Short exercise
Copy the data below verbatim, line for line.

Entries provided
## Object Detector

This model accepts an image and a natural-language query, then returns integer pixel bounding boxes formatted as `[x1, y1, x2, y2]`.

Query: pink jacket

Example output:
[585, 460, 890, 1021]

Finished answer
## Object Detector

This model accepts an image and a natural-language query, then returns integer pixel bounding boxes formatted as `[x1, y1, x2, y2]`.

Query: pink jacket

Example output:
[585, 460, 890, 1021]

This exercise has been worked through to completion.